═══ Extract to read
# Show me yer old boat.



## MelodyQuaker (Mar 5, 2016)

Mines a 1959 mirrocraft that I wouldn't say restored but moreso resto modded. Found the bare hull with a couple of crapped out seats and a steering wheel in a farm field


----------



## MelodyQuaker (Mar 5, 2016)

Where's your boats? I know guitar 101 lives on the same lake I do.


----------



## vadsy (Dec 2, 2010)




----------



## Guitar101 (Jan 19, 2011)

MelodyQuaker said:


> Where's your boats? I know guitar 101 lives on the same lake I do.


I have a paddle boat which is presently flipped upside down and wouldn't make a very good picture.


----------



## MelodyQuaker (Mar 5, 2016)

Guitar101 said:


> I have a paddle boat which is presently flipped upside down and wouldn't make a very good picture.


Fair enough


----------



## Adcandour (Apr 21, 2013)

Somewhere to park the chopper.


----------



## Guest (Mar 21, 2016)

and your own yellow submarine. lol.


----------



## Mooh (Mar 7, 2007)

Me, about 35 years ago, with the dingy my Dad built in '58 or so, a Peterborough cedar/canvas canoe and a Skunk sailboat. None of these boats exist anymore (long story).

Peace, Mooh.


----------



## Mooh (Mar 7, 2007)

One of the Lab experiments in my fibreglass canoe. He loves a nice boat ride.

Peace, Mooh.


----------



## Mooh (Mar 7, 2007)

My little sit on top kayak. I love this thing for creeks and tough to get to places.

Peace, Mooh.


----------



## Lola (Nov 16, 2014)

Mooh your dog is just gorgeous! Beautiful markings!


----------



## shoretyus (Jan 6, 2007)




----------



## MelodyQuaker (Mar 5, 2016)

shoretyus said:


>


Nice. I used to teach sailing I sailed a boat like this on buckhorn lake


----------



## dodgechargerfan (Mar 22, 2006)

My yacht. Land yacht.


----------



## shoretyus (Jan 6, 2007)

MelodyQuaker said:


> Nice. I used to teach sailing I sailed a boat like this on buckhorn lake


I'm not far from there


----------



## Guest (Mar 22, 2016)
══════
═══ Information shown
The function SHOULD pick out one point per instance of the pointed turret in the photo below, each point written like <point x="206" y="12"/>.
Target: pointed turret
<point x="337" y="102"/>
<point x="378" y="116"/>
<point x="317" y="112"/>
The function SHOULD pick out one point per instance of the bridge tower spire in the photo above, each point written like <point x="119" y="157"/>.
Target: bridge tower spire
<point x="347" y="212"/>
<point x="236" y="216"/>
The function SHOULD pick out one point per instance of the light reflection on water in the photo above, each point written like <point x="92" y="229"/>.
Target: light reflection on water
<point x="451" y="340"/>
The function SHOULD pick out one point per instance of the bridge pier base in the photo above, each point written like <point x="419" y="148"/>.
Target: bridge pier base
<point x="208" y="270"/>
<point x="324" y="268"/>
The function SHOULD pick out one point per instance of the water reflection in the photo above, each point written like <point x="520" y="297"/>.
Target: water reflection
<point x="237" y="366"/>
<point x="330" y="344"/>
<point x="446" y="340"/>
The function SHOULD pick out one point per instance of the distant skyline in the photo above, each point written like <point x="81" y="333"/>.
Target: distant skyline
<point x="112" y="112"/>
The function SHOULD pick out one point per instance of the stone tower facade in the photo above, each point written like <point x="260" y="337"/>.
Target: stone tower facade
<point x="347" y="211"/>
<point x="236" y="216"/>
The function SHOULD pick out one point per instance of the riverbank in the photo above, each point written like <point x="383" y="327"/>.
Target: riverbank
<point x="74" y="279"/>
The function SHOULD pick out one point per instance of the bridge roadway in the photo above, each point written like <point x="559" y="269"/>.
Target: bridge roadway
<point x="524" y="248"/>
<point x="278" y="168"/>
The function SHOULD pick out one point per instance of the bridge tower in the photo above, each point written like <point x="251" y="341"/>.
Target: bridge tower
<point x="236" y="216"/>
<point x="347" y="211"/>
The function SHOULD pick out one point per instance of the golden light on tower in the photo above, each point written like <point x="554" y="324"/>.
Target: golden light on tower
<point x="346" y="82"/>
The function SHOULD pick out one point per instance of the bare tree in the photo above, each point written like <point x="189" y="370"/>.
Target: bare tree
══════
• Problems:
• a. Set down the passage of the boat thread starting with "My little sit" and going on through "gorgeous! Beautiful markings!".
• b. In the boat thread, what year is MelodyQuaker's Mirrocraft?
• c. Continue the boat thread from the point where it stops.
The rows are not needed for this work.

• Results by task:
• a.
My little sit on top kayak. I love this thing for creeks and tough to get to places.

Peace, Mooh.


----------



## Lola (Nov 16, 2014)

Mooh your dog is just gorgeous! Beautiful markings!

• b. It is a 1959 Mirrocraft.

• c.
dodgechargerfan said:


> My yacht. Land yacht.


Aye! I have one too!


----------



## Mooh (Mar 7, 2007)

Lola said:


> Mooh your dog is just gorgeous! Beautiful markings!


Thanks, he's a very gentle and clever dog, 10 years old and we've had him since he was weaned. His mother was a Corgi, his father a Labrador, and he got the best of both breeds. Swims well, retrieves all day long, can be trusted off leash, and tolerates everything except loud noises (fireworks scare the crap out of him). He's at my feet right now with that serene look about him. I've learned more about love from dogs than from anywhere else.

Peace, Mooh.


----------



## Mooh (Mar 7, 2007)

shoretyus said:


>


I'm still jealous...that would be the perfect size for me.

Peace, Mooh.


----------



## JHarasym (Mar 27, 2007)

In my 1975 Laser


----------



## jb welder (Sep 14, 2010)

adcandour said:


> Somewhere to park the chopper.
> 
> View attachment 19336


No helipad on her, but I did get to spend some time on this old beaut (though not _mine_ per se ) :


----------



## Mooh (Mar 7, 2007)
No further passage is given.